> _Instructions for the task_: In the data below, find the line containing "locate the blue wine glass in the photo above", then set down that line and every later line up to and including the line containing "locate the young", exactly.

> _Data extracts_:

================================

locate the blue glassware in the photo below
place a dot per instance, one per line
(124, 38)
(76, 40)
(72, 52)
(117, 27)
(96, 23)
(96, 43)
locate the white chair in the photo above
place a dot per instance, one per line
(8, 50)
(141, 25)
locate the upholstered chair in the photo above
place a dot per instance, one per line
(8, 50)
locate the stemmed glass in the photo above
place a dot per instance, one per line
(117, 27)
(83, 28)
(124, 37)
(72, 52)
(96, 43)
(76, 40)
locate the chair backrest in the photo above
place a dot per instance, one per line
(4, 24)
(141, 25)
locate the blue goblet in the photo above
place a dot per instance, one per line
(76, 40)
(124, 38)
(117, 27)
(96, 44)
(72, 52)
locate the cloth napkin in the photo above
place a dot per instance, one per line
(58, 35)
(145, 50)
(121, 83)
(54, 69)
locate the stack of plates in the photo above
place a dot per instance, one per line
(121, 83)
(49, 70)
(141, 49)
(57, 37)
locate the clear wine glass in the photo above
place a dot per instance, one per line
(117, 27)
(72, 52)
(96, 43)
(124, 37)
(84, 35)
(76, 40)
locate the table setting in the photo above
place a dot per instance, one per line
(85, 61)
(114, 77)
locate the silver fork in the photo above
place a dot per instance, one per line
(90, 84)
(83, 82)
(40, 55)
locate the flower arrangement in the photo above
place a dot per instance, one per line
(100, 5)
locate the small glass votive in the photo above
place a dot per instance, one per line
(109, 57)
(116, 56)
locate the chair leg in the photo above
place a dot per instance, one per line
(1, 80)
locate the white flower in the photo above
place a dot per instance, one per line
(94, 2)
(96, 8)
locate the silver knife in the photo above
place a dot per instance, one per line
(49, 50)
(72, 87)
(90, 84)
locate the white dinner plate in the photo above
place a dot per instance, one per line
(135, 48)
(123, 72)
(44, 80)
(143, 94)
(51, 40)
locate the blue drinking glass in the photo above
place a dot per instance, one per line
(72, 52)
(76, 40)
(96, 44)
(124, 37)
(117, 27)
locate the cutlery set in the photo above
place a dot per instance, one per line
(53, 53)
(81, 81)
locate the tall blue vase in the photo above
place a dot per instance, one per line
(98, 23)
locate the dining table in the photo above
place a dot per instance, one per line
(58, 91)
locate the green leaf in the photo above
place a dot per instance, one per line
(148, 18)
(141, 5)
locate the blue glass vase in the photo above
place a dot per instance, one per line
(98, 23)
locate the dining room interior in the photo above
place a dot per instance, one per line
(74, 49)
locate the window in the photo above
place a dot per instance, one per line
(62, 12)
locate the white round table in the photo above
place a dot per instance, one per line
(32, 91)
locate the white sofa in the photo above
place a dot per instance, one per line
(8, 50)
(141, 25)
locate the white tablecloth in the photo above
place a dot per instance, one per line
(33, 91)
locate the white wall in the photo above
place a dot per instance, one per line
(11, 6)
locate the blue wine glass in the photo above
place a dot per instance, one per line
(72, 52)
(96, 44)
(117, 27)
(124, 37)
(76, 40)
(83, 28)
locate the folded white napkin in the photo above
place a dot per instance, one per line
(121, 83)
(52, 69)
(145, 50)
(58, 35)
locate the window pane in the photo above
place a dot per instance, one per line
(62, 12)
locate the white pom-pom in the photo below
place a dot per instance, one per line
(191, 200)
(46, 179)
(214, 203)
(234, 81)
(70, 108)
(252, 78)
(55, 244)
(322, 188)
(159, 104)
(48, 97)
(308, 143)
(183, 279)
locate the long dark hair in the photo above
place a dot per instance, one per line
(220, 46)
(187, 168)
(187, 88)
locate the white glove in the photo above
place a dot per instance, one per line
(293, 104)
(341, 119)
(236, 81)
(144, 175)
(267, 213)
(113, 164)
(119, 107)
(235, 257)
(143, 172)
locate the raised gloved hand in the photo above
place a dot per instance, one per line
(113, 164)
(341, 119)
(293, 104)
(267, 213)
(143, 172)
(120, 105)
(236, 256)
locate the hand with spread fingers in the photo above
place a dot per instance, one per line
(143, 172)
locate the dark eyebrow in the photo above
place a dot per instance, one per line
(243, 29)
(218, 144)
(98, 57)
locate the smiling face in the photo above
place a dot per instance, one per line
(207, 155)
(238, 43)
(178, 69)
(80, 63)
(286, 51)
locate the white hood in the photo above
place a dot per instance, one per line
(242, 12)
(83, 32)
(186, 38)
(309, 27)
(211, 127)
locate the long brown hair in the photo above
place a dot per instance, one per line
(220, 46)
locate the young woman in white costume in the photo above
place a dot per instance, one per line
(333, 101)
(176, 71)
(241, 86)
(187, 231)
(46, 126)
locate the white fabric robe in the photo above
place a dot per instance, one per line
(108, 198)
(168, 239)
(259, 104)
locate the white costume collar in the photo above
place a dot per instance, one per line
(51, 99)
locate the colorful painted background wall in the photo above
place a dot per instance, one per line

================================

> _Answer to the problem_:
locate the blue wine glass in the photo above
place a dot per instance, one per line
(72, 52)
(96, 44)
(117, 27)
(124, 37)
(76, 40)
(83, 28)
locate the folded white napkin in the photo above
place a dot per instance, one per line
(121, 83)
(52, 69)
(145, 50)
(58, 35)
locate the window pane in the photo above
place a dot per instance, one per line
(62, 12)
locate the white pom-pom in the photo below
place a dot per instance, one per line
(191, 200)
(46, 179)
(214, 203)
(234, 81)
(70, 108)
(252, 78)
(55, 244)
(322, 188)
(159, 104)
(48, 97)
(308, 143)
(183, 279)
locate the long dark hair in the photo above
place a dot per instance, one per line
(220, 46)
(187, 168)
(187, 88)
locate the white glove in the photo above
place a dot per instance, one per line
(293, 104)
(341, 119)
(236, 81)
(144, 175)
(267, 213)
(113, 164)
(119, 107)
(235, 257)
(143, 172)
locate the raised gloved hand in the photo above
place a dot per instance, one per line
(113, 164)
(341, 119)
(293, 104)
(267, 213)
(143, 172)
(120, 105)
(236, 256)
locate the hand with spread fingers in the photo above
place a dot per instance, one per line
(143, 172)
locate the dark eyebrow in the photo above
place a dot per instance, one per line
(243, 29)
(218, 144)
(98, 57)
locate the smiling face in the photo above
place a dot per instance, one per line
(207, 155)
(238, 43)
(178, 69)
(80, 63)
(286, 51)
locate the white hood in the photo above
place a dot per instance, one per line
(242, 12)
(83, 32)
(186, 38)
(309, 27)
(211, 127)
locate the long brown hair in the photo above
place a dot per instance, one per line
(220, 46)
locate the young woman in white costume in the photo above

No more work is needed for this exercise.